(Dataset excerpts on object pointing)
○ ○ ○ ○
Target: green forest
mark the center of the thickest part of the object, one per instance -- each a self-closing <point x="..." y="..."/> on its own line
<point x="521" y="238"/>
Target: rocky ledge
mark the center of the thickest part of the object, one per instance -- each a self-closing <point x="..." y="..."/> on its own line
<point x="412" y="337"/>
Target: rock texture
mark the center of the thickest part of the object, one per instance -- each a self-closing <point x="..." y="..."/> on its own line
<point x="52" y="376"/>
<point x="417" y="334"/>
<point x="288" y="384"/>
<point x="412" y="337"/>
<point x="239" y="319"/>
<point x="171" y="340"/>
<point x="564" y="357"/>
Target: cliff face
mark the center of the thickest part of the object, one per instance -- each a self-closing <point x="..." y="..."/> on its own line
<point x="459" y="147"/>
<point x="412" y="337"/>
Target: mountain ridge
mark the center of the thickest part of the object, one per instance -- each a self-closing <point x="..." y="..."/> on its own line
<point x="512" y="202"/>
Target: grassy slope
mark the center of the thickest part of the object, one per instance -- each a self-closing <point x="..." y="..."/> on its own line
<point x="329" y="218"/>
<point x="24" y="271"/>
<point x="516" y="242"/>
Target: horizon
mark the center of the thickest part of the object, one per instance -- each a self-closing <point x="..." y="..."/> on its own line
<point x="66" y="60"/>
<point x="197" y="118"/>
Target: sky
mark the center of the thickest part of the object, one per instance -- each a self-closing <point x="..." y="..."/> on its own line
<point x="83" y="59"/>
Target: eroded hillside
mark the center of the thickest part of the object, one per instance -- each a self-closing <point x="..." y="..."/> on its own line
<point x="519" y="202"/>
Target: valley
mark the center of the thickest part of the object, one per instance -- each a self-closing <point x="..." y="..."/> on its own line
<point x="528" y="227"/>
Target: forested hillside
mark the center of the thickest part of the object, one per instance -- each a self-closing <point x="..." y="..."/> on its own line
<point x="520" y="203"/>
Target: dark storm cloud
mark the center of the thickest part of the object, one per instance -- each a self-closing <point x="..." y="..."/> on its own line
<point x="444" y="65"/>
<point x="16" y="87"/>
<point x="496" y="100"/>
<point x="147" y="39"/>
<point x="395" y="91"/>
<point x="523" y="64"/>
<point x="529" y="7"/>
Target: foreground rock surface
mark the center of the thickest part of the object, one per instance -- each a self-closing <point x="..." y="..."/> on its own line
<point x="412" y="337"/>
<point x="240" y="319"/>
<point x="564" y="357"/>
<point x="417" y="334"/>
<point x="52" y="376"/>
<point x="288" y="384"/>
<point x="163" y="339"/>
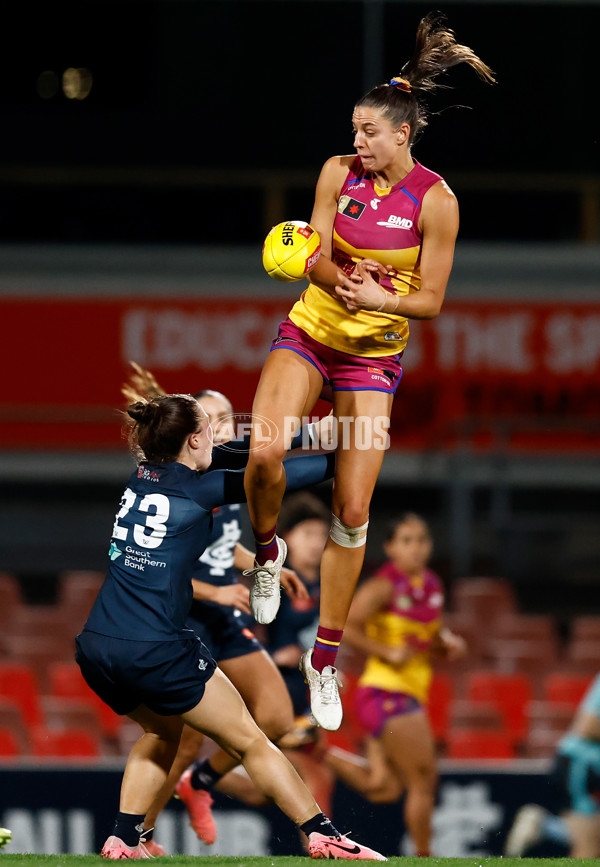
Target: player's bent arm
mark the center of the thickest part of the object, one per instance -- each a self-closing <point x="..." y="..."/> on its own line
<point x="372" y="596"/>
<point x="227" y="486"/>
<point x="439" y="225"/>
<point x="329" y="185"/>
<point x="230" y="595"/>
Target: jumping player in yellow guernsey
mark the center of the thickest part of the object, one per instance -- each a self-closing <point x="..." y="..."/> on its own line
<point x="388" y="227"/>
<point x="396" y="620"/>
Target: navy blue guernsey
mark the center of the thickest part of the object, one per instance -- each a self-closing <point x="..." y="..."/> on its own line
<point x="163" y="526"/>
<point x="215" y="564"/>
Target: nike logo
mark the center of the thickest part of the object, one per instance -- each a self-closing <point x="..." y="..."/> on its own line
<point x="353" y="851"/>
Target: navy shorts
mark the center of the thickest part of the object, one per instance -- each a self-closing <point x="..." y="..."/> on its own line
<point x="168" y="677"/>
<point x="224" y="630"/>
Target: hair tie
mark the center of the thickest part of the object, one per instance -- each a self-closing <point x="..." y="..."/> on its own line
<point x="401" y="84"/>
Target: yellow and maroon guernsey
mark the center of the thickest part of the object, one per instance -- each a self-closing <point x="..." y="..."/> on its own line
<point x="413" y="617"/>
<point x="374" y="223"/>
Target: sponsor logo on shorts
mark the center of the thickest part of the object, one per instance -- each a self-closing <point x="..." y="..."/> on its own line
<point x="379" y="375"/>
<point x="394" y="222"/>
<point x="350" y="207"/>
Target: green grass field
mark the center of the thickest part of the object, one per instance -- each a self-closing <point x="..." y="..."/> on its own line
<point x="275" y="861"/>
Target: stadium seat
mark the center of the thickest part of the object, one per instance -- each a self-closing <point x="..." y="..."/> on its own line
<point x="11" y="719"/>
<point x="19" y="683"/>
<point x="486" y="598"/>
<point x="566" y="687"/>
<point x="40" y="652"/>
<point x="534" y="657"/>
<point x="584" y="655"/>
<point x="526" y="626"/>
<point x="65" y="681"/>
<point x="549" y="715"/>
<point x="71" y="713"/>
<point x="472" y="630"/>
<point x="478" y="744"/>
<point x="9" y="743"/>
<point x="441" y="695"/>
<point x="63" y="743"/>
<point x="541" y="743"/>
<point x="510" y="693"/>
<point x="77" y="592"/>
<point x="465" y="713"/>
<point x="40" y="621"/>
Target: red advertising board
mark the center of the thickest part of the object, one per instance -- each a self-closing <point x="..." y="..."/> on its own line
<point x="490" y="374"/>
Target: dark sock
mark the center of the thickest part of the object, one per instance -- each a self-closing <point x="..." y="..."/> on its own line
<point x="204" y="775"/>
<point x="322" y="825"/>
<point x="128" y="828"/>
<point x="266" y="546"/>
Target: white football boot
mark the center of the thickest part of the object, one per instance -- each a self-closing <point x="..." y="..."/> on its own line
<point x="265" y="594"/>
<point x="325" y="701"/>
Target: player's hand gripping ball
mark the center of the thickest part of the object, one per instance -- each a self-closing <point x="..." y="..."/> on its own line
<point x="291" y="250"/>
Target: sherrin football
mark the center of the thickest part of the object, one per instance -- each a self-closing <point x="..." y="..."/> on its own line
<point x="291" y="250"/>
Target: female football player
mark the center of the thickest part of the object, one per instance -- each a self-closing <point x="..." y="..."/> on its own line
<point x="388" y="227"/>
<point x="135" y="650"/>
<point x="396" y="619"/>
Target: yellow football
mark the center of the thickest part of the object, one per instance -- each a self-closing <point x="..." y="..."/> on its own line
<point x="291" y="250"/>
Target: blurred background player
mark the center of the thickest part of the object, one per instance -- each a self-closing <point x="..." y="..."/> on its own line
<point x="396" y="620"/>
<point x="576" y="778"/>
<point x="219" y="615"/>
<point x="349" y="329"/>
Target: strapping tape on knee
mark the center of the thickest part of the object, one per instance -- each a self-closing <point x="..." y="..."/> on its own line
<point x="348" y="537"/>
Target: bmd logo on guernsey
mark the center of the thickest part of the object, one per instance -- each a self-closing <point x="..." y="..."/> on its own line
<point x="394" y="222"/>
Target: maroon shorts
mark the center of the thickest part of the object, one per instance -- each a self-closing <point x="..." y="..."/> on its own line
<point x="341" y="371"/>
<point x="375" y="706"/>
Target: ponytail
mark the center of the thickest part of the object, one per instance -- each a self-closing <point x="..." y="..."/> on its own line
<point x="436" y="50"/>
<point x="158" y="426"/>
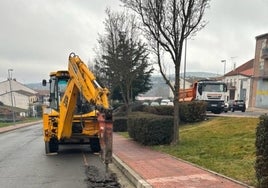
○ ○ ○ ○
→ **What this task involves**
Find every line above that contains the word "guernsey", and copy each of those lines.

→ **Exercise result**
Target: jumping player in yellow guernsey
Target: navy blue guernsey
Target: yellow and maroon guernsey
Target: bmd logo on guernsey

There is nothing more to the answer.